- [Given instruction]
Transcribe all of the material exactly.

:: Task input

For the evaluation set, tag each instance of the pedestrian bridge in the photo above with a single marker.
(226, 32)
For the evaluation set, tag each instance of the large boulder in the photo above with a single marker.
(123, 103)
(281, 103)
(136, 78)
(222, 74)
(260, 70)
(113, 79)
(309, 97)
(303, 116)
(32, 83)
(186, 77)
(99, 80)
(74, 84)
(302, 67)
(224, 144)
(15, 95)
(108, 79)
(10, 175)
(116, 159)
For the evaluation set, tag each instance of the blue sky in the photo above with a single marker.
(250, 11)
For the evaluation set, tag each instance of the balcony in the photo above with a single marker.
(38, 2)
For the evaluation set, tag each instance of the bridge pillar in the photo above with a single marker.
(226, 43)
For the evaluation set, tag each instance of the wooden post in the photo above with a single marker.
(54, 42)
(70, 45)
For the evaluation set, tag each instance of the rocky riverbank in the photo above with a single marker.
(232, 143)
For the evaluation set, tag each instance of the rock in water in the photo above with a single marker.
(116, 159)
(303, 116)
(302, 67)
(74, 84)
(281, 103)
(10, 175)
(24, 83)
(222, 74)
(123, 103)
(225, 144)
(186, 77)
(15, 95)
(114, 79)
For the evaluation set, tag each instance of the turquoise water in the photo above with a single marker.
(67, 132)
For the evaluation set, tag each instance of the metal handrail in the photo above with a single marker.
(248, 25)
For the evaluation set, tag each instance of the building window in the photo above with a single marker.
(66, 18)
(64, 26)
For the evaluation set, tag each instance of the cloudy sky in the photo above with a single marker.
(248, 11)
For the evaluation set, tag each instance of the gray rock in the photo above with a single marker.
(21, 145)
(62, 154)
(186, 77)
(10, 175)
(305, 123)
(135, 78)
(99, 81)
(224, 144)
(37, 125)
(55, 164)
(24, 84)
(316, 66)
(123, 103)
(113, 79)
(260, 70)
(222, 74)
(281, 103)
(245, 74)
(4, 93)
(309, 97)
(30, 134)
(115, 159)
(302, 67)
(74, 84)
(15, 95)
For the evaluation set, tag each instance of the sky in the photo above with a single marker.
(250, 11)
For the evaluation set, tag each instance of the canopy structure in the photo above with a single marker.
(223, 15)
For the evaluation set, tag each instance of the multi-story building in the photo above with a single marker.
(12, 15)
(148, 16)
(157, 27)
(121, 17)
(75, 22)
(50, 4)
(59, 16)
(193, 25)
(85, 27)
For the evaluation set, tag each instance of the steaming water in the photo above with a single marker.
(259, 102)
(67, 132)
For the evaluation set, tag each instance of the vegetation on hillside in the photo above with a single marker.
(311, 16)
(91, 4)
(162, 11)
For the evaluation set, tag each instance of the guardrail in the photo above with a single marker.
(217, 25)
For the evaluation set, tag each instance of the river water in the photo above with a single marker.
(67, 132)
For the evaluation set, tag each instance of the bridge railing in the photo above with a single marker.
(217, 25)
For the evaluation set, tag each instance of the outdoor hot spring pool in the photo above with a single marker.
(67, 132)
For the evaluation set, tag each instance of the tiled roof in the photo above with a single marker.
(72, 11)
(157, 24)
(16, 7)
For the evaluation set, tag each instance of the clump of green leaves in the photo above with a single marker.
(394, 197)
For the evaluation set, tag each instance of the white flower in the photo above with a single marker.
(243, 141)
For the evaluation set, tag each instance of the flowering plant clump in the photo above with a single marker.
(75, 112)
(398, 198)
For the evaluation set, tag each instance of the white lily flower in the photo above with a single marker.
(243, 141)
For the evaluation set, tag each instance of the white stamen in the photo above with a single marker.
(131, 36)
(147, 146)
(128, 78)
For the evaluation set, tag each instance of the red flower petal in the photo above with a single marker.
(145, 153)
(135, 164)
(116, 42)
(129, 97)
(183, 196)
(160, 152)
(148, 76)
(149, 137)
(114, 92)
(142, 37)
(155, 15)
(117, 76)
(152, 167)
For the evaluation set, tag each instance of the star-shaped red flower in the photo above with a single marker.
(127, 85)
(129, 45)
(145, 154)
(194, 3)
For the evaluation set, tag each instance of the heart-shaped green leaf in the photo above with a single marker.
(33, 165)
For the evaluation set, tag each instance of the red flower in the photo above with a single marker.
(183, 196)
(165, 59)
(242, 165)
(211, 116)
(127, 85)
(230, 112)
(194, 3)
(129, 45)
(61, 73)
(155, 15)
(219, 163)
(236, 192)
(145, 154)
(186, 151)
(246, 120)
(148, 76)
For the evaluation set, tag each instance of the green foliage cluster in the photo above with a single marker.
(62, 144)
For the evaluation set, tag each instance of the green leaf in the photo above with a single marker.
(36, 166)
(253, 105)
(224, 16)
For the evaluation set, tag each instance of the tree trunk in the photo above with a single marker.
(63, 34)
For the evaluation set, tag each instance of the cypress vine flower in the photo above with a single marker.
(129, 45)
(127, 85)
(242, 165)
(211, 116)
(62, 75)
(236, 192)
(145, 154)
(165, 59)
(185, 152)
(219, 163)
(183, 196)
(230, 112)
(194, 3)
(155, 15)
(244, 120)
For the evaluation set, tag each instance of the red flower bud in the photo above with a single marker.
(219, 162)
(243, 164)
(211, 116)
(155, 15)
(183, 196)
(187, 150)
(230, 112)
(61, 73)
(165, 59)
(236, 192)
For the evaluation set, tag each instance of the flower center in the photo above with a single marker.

::::

- [The solution]
For the evaluation set, tag each instance of the pedestrian bridge in the photo above with a single marker.
(226, 32)
For the evaluation set, tag each instance of the large boulder in the photo above with a single marker.
(123, 103)
(281, 103)
(136, 78)
(222, 74)
(260, 70)
(113, 79)
(309, 97)
(303, 116)
(32, 83)
(186, 77)
(99, 80)
(74, 84)
(302, 67)
(224, 144)
(15, 95)
(108, 79)
(10, 175)
(116, 159)
For the evaluation set, tag each instance of the blue sky in the photo above with a single marker.
(250, 11)
For the evaluation set, tag each instance of the balcony in the photo above with a single marker.
(38, 2)
For the evaluation set, tag each instance of the bridge pillar in the photo above with a single marker.
(226, 43)
For the evaluation set, tag each instance of the wooden post in the photo above with a single marker.
(54, 42)
(70, 45)
For the evaluation set, tag each instance of the rocky riverbank in the photo above with a single marker.
(232, 143)
For the evaluation set, tag each instance of the rock in water in the photo above with a single marker.
(116, 159)
(303, 116)
(302, 67)
(74, 84)
(281, 103)
(10, 175)
(24, 83)
(222, 74)
(123, 103)
(225, 144)
(186, 77)
(15, 95)
(114, 79)
For the evaluation set, tag each instance of the turquoise water in the photo above with a single marker.
(67, 132)
For the evaluation set, tag each instance of the metal handrail in the photo above with a single marker.
(248, 25)
For the evaluation set, tag each instance of the building window in the photo above with a single marker.
(66, 18)
(64, 26)
For the evaluation set, tag each instance of the cloudy sky in the photo above with a single marker.
(248, 11)
For the evaluation set, tag each instance of the gray rock in the photo above with a single marker.
(21, 145)
(62, 154)
(186, 77)
(10, 175)
(305, 123)
(135, 78)
(99, 81)
(224, 144)
(37, 125)
(55, 164)
(24, 84)
(316, 66)
(123, 103)
(113, 79)
(260, 70)
(222, 74)
(281, 103)
(245, 74)
(4, 93)
(309, 97)
(30, 134)
(115, 159)
(302, 67)
(74, 84)
(15, 95)
For the evaluation set, tag each instance of the sky in the photo above with a single marker.
(250, 11)
For the evaluation set, tag each instance of the canopy structure in the photo above with a single marker.
(223, 15)
For the evaluation set, tag each instance of the multi-story building in the photo above with a single marker.
(12, 15)
(148, 16)
(157, 27)
(121, 17)
(75, 22)
(50, 4)
(59, 16)
(193, 25)
(85, 27)
For the evaluation set, tag each instance of the steaming water in the photo above with a single marker.
(259, 102)
(67, 132)
For the evaluation set, tag each instance of the vegetation on hillside in the photo above with a single marker.
(311, 16)
(91, 4)
(162, 11)
For the evaluation set, tag each instance of the guardrail in the photo above with a single marker.
(217, 25)
For the evaluation set, tag each instance of the river water in the photo above with a single marker.
(67, 132)
For the evaluation set, tag each instance of the bridge railing in the photo above with a single marker.
(217, 25)
For the evaluation set, tag each instance of the outdoor hot spring pool in the photo above with a single marker.
(67, 132)
For the evaluation set, tag each instance of the tiled roof in the photo above with a single marker.
(72, 11)
(157, 24)
(16, 7)
For the evaluation set, tag each instance of the clump of green leaves in the photo above with a single marker.
(394, 197)
For the evaluation set, tag each instance of the white flower in the photo above with a single marker.
(243, 141)
For the evaluation set, tag each instance of the flowering plant clump in the photo above with a single marker.
(75, 112)
(398, 198)
For the evaluation set, tag each instance of the white lily flower in the photo above with a single marker.
(243, 141)
For the evaluation set, tag each instance of the white stamen in the photo above with a single marker.
(131, 36)
(147, 146)
(128, 78)
For the evaluation set, tag each instance of the red flower petal in the photo above with a single marker.
(145, 153)
(135, 164)
(116, 42)
(129, 97)
(183, 196)
(160, 152)
(148, 76)
(149, 137)
(114, 92)
(142, 37)
(155, 15)
(117, 76)
(152, 167)
For the evaluation set, tag each instance of the star-shaped red flower in the photo above with a single marker.
(127, 85)
(129, 45)
(145, 154)
(194, 3)
For the evaluation set, tag each instance of the heart-shaped green leaf in the photo above with a single marker.
(33, 165)
For the evaluation set, tag each instance of the red flower in the photo above with a single marker.
(183, 196)
(165, 59)
(242, 165)
(211, 116)
(127, 85)
(230, 112)
(194, 3)
(129, 45)
(61, 73)
(155, 15)
(219, 163)
(236, 192)
(145, 154)
(186, 151)
(246, 120)
(148, 76)
For the evaluation set, tag each instance of the green foliage cluster in the photo above with a single marker.
(62, 144)
For the evaluation set, tag each instance of the green leaf in the photo above with a single marker.
(36, 166)
(253, 105)
(224, 16)
For the evaluation set, tag each instance of the tree trunk in the photo above with a single marker.
(63, 34)
For the evaluation set, tag each instance of the cypress vine flower in the photo above with a single marker.
(129, 45)
(127, 85)
(242, 165)
(211, 116)
(62, 75)
(236, 192)
(145, 154)
(165, 59)
(185, 152)
(219, 163)
(183, 196)
(230, 112)
(194, 3)
(155, 15)
(244, 120)
For the evaluation set, tag each instance of the red flower bud in the photo above with a single marker.
(219, 162)
(243, 164)
(211, 116)
(155, 15)
(183, 196)
(187, 150)
(230, 112)
(61, 73)
(165, 59)
(236, 192)
For the evaluation set, tag each instance of the flower center in the photo above with a single marker.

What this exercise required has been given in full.